• **What is required**
Write out every record below exactly as it appears.

◇ ◇ ◇ ◇

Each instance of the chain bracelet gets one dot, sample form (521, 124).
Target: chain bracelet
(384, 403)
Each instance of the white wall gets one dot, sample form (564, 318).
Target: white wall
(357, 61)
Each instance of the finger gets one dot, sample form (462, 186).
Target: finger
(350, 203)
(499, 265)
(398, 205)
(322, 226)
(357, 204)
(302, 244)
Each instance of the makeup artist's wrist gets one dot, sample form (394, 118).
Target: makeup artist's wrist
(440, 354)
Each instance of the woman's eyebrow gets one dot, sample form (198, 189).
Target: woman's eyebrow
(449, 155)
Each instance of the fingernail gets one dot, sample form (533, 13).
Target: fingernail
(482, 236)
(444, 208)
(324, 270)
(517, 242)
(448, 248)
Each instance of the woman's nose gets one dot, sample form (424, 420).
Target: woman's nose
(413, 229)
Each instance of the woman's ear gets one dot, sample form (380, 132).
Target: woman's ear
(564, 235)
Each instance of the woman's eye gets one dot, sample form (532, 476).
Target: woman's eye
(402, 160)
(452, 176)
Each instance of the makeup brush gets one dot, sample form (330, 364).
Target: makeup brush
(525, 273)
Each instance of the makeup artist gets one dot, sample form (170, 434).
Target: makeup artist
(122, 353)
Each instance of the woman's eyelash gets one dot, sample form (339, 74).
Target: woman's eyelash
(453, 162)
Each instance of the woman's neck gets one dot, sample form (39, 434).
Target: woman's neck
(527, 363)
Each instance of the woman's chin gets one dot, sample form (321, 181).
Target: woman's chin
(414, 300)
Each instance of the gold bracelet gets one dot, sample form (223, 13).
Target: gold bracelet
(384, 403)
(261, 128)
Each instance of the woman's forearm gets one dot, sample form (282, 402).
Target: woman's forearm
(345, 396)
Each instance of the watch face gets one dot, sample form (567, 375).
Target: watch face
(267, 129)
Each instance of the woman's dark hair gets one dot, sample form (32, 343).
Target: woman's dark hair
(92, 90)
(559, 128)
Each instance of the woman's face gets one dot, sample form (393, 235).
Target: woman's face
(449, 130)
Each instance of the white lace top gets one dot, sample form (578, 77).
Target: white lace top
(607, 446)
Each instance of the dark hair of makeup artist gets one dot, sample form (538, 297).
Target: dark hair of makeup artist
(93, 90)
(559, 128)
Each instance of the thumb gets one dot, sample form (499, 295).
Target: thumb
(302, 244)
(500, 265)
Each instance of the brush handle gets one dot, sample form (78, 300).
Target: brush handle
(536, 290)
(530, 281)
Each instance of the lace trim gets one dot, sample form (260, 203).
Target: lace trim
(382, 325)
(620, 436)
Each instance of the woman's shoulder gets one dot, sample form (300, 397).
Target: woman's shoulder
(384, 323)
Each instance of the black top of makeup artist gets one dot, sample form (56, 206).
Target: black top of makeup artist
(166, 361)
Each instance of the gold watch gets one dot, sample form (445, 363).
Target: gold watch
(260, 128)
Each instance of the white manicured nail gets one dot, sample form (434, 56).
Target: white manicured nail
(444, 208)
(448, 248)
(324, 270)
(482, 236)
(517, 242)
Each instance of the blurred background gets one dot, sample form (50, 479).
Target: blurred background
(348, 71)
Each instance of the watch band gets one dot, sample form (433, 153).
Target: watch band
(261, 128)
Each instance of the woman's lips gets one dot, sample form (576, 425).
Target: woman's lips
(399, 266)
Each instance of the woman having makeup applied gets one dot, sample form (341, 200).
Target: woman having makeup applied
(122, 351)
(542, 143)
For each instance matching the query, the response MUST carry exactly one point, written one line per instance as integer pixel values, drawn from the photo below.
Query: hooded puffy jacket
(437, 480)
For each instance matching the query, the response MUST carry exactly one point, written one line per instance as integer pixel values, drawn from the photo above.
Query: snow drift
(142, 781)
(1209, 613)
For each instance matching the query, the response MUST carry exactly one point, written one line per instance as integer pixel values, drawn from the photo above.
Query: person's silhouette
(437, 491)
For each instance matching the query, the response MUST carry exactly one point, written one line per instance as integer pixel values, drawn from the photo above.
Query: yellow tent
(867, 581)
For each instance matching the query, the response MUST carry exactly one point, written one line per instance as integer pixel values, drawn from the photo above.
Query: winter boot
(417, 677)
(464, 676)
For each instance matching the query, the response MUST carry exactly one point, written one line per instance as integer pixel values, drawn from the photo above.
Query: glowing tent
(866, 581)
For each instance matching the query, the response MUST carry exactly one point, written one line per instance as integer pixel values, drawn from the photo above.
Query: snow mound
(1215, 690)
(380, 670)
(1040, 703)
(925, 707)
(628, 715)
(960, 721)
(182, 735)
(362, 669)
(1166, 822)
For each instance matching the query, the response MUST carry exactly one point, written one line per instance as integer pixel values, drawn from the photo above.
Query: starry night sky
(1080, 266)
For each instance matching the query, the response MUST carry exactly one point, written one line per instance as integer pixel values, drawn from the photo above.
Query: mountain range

◇ ◇ ◇ ◇

• **Exercise answer**
Each instance of the chain bracelet gets one dot, sample form (521, 124).
Target: chain bracelet
(384, 403)
Each instance of the white wall gets one dot, sample form (564, 318).
Target: white wall
(357, 61)
Each instance of the finger gets one dot, sample form (462, 186).
Target: finger
(350, 203)
(499, 265)
(398, 205)
(322, 226)
(357, 204)
(302, 244)
Each instance of the makeup artist's wrist gets one dot, sample form (394, 118).
Target: makeup artist's wrist
(440, 354)
Each instance of the woman's eyebrow gets one dot, sample form (198, 189).
Target: woman's eyebrow
(449, 155)
Each instance of the fingernail gets one dot, sample form (533, 13).
Target: fingernail
(482, 236)
(444, 208)
(324, 270)
(517, 242)
(448, 248)
Each instance of the woman's nose gets one dot, sample form (424, 420).
Target: woman's nose
(413, 229)
Each instance of the woman's ear gets one dot, sample form (380, 132).
Target: woman's ear
(564, 235)
Each instance of the woman's eye gets one dot, sample form (532, 476).
Target: woman's eye
(402, 160)
(452, 176)
Each instance of the makeup brush gets one dot, sample form (330, 364).
Target: makeup brush
(525, 273)
Each instance of the makeup artist gets one dot, sample form (170, 434).
Target: makeup artist
(122, 353)
Each instance of the woman's eyelash gets one dot, sample form (339, 74).
Target: woman's eyelash
(453, 162)
Each instance of the woman's neck gets one dot, sample form (39, 434).
Target: woman's neck
(527, 363)
Each instance of the woman's chin gets one dot, sample form (321, 181).
Target: woman's chin
(414, 300)
Each instance of the gold bracelet gets one dot, sample form (223, 13).
Target: gold bracelet
(384, 403)
(261, 128)
Each instance of the woman's forearm gets one dot, sample form (282, 402).
Target: woman's forearm
(345, 396)
Each instance of the watch face gets one dot, sample form (567, 375).
Target: watch face
(267, 129)
Each instance of the woman's dark hair gets one dot, sample form (32, 343).
Target: woman's dark hair
(92, 90)
(559, 128)
Each instance of the woman's face gets one dot, sample form (393, 235).
Target: woman's face
(449, 130)
Each instance of the white lace top gets one dot, sample form (578, 77).
Target: white lace top
(607, 446)
Each instance of the dark hair of makeup artist gets one dot, sample form (538, 297).
Target: dark hair of makeup artist
(93, 90)
(559, 128)
Each instance of the thumb gets one dot, sample form (499, 295).
Target: thumb
(302, 244)
(500, 265)
Each instance of the brush handle gets one dot, sample form (78, 300).
Target: brush handle
(536, 290)
(530, 281)
Each instance of the lace trim gets one dot, sample form (260, 203).
Target: lace trim
(382, 325)
(620, 436)
Each instance of the woman's shoulder gets one dot, sample form (300, 397).
Target: woman's shoulder
(384, 323)
Each instance of the black top of makeup artist gets one dot, sample form (56, 206).
Target: black top of makeup artist
(166, 361)
Each instance of the gold watch gets one dot, sample form (445, 363).
Target: gold watch
(260, 128)
Each instance of the white manicured nail gets one dot, sample form (434, 56).
Target: white manicured nail
(444, 208)
(448, 248)
(324, 270)
(482, 236)
(517, 242)
Each instance of the blurred background gets one dot, sample form (50, 479).
Target: blurred background
(348, 71)
Each instance of the watch band gets one dot, sample form (433, 153).
Target: watch band
(261, 128)
Each instance of the woman's lips gets one dot, sample form (576, 425).
Target: woman's lips
(399, 266)
Each instance of the woman having makeup applied gets one dot, sample form (341, 200).
Target: woman having makeup applied
(122, 351)
(542, 143)
For each instance matching the query, the response MUST carry exactly one point, written one line per instance as integer pixel values, drawn from the photo below.
Query: hooded puffy jacket
(437, 480)
For each instance matching the query, the response MUST carry exactly one point, written one line per instance as integer pixel values, drawn from the photo above.
Query: snow drift
(142, 781)
(1209, 613)
For each instance matching the query, the response MUST carry exactly one point, written one line per instance as integer pixel values, drawn from the photo above.
Query: person's silhouette
(437, 491)
For each instance matching the query, the response MUST carry exactly one point, written one line per instance as integer pixel values, drawn from the photo above.
Query: yellow tent
(867, 581)
For each instance matching the query, the response MUST carry exactly one point, written one line per instance as integer pixel values, drawn from the photo above.
Query: winter boot
(417, 677)
(464, 676)
For each instance matching the query, the response MUST carry exactly one point, written one line per instance as integer pixel values, drawn from the photo above.
Query: glowing tent
(866, 581)
For each instance matching the query, the response MUST carry exactly one point, written one line per instance as integer pixel values, drawn from the photo above.
Query: snow mound
(1215, 690)
(380, 670)
(1040, 703)
(925, 707)
(628, 715)
(960, 721)
(182, 735)
(362, 669)
(1166, 822)
For each instance matching the query, the response MUST carry exactly one point, written one line per instance as integer pixel values, drawn from the photo above.
Query: starry night sky
(1080, 266)
For each instance matching the query, the response MUST carry exactly one point, written one line per instance as integer pixel values, drawn from the photo above.
Query: mountain range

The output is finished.